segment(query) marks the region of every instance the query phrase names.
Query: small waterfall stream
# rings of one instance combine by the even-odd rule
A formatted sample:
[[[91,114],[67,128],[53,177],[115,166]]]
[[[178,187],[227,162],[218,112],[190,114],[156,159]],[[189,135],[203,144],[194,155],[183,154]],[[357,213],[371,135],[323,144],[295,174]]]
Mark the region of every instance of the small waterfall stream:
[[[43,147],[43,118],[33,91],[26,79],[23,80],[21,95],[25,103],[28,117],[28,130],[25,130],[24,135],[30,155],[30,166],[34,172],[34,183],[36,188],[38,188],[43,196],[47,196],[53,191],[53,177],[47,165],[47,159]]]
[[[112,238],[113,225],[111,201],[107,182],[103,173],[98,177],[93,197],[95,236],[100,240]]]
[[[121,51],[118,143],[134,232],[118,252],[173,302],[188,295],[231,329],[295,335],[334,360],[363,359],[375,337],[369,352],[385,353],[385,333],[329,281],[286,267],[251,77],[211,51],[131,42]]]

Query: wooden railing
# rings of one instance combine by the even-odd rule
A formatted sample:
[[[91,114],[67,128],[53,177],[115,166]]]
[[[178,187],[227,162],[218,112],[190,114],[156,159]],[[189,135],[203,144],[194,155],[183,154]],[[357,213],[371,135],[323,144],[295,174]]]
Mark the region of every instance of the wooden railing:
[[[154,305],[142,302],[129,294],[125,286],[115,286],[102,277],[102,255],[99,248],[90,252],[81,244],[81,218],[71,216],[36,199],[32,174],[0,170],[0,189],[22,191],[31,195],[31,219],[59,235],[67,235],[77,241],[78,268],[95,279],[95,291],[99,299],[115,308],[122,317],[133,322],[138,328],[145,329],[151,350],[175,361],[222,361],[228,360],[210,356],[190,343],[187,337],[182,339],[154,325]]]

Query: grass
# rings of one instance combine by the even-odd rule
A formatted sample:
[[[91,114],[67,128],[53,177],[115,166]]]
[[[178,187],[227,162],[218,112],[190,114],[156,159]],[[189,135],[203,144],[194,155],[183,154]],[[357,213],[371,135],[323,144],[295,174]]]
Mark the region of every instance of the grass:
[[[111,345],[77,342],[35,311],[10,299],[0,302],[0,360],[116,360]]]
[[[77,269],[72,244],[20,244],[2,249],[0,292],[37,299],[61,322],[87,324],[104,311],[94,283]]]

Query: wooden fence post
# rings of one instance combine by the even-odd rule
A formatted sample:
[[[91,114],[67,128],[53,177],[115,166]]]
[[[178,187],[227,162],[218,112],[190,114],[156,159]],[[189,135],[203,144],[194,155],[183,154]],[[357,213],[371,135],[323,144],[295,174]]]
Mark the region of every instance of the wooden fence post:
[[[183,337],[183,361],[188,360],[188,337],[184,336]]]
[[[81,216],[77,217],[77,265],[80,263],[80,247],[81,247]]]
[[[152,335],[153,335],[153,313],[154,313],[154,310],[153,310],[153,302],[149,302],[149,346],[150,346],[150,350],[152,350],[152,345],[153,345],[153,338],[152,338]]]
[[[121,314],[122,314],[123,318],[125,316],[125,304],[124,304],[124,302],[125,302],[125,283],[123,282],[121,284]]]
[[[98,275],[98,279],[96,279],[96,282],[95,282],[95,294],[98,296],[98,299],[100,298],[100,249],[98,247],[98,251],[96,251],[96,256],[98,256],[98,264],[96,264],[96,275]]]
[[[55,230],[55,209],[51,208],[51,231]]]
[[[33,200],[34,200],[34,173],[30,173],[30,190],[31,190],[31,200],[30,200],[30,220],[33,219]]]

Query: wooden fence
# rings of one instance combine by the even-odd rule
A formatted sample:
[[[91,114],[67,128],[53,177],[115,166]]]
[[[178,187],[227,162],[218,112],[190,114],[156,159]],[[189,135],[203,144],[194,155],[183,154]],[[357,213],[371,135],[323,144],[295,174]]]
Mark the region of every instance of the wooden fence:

Task instructions
Give back the lines from the first one through the line with "Mark the region of every instance of the small", renaming "waterfall" to "cascade" and changing nothing else.

Expected answer
segment(query) marks the region of every instance the query phrase names.
Query: small cascade stream
# rings of one instance combine by the even-odd rule
A formatted sample:
[[[91,114],[67,128],[53,177],[115,166]]]
[[[178,187],[227,162],[218,112],[190,114],[156,159]],[[189,135],[203,144],[194,155],[183,154]],[[357,213],[371,135],[323,144],[295,174]]]
Mark the region of every instance of the small cascade stream:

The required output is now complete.